• [Required task]
Return all of the data exactly as given.

..........

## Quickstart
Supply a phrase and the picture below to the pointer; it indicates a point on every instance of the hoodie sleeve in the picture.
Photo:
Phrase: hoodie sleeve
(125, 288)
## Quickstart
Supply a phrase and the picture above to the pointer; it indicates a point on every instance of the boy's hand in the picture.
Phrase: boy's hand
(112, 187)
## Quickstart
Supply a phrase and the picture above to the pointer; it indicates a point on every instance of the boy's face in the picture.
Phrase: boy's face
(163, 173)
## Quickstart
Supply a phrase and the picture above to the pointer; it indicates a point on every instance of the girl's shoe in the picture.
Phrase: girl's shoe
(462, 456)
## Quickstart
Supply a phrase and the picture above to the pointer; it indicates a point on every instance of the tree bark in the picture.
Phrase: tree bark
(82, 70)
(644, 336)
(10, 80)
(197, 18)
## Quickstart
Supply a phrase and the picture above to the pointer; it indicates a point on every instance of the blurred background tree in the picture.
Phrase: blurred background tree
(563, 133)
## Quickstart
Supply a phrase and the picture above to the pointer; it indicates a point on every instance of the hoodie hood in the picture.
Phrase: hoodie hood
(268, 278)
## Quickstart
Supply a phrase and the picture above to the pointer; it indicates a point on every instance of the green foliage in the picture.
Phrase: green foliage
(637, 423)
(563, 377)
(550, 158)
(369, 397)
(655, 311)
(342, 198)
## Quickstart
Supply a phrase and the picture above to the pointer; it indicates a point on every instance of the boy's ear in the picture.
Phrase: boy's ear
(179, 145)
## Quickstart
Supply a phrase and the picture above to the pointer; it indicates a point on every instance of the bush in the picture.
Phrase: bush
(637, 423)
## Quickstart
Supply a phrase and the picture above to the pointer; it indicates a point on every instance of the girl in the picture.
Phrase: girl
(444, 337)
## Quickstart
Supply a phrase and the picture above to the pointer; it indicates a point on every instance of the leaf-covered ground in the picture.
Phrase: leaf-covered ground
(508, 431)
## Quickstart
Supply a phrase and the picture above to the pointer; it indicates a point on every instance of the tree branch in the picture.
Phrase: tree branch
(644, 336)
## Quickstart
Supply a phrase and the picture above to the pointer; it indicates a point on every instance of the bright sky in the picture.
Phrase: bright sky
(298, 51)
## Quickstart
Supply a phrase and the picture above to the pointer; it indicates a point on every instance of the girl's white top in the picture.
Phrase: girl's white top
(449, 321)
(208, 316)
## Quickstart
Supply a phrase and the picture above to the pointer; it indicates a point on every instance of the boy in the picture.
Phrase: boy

..........

• [Output for this exercise]
## Quickstart
Supply a phrase and the picture below to the pointer; it indicates a point on every instance of the hoodie sleeve in the picture.
Photo:
Phrase: hoodie sleeve
(125, 288)
## Quickstart
Supply a phrase and the picture above to the pointer; it indicates a point on every instance of the boy's hand in the picture.
Phrase: boy's hand
(112, 187)
## Quickstart
Supply a phrase and the picture above to the pointer; it indicates a point on every instance of the boy's face in the picture.
Phrase: boy's face
(163, 173)
## Quickstart
Supply a phrase and the picture above to the pointer; it indicates a point on every instance of the girl's shoe in the picture.
Phrase: girl's shoe
(462, 456)
## Quickstart
Supply a phrase and the picture above to the pointer; it indicates a point on every instance of the tree bark in the picture.
Phrase: tree bark
(82, 70)
(644, 336)
(10, 80)
(197, 18)
## Quickstart
Supply a phrase and the picture above to the pointer; it indicates a point on every instance of the blurred background tree in the picture.
Phrase: blurred background tree
(563, 133)
## Quickstart
Supply a phrase and the picture above to the pointer; it indicates a point on every instance of the hoodie hood in the picture.
Phrase: hoodie hood
(268, 278)
## Quickstart
Supply a phrase and the picture above to the pointer; it indicates a point on every instance of the green foliage in the picture.
Phrase: green foliage
(637, 423)
(563, 377)
(550, 158)
(369, 397)
(655, 311)
(342, 198)
## Quickstart
Supply a phrase and the picture above to the pointer; it indicates a point on every instance of the boy's ear in the picture.
Phrase: boy's ear
(179, 145)
## Quickstart
Supply a phrase and the picture above to the pointer; it indicates a point on every instance of the bush in the picture.
Phrase: bush
(637, 423)
## Quickstart
Supply a phrase and the picture above to the pointer; it indicates a point on every instance of the girl in the picture.
Phrase: girl
(444, 337)
## Quickstart
Supply a phrase and the picture above to the pointer; it indicates a point on every instance of the leaf-covered ground in the picture.
Phrase: leaf-covered ground
(508, 431)
## Quickstart
Supply a phrase and the picture above to the pointer; it indicates a point on every instance of the tree branch in the picture.
Phrase: tree branch
(644, 336)
## Quickstart
Supply a phrase and the picture above to the pointer; it indicates a point on every instance of the bright sky in the picture.
Phrase: bright sky
(298, 51)
## Quickstart
Supply a phrase and the picture above to the pointer; it indicates a point on every instance of the girl's white top in the picture.
Phrase: girl's white top
(449, 321)
(208, 316)
## Quickstart
Supply a phrase and the picture above to the pointer; it indicates a point on every instance of the boy in the picture.
Phrase: boy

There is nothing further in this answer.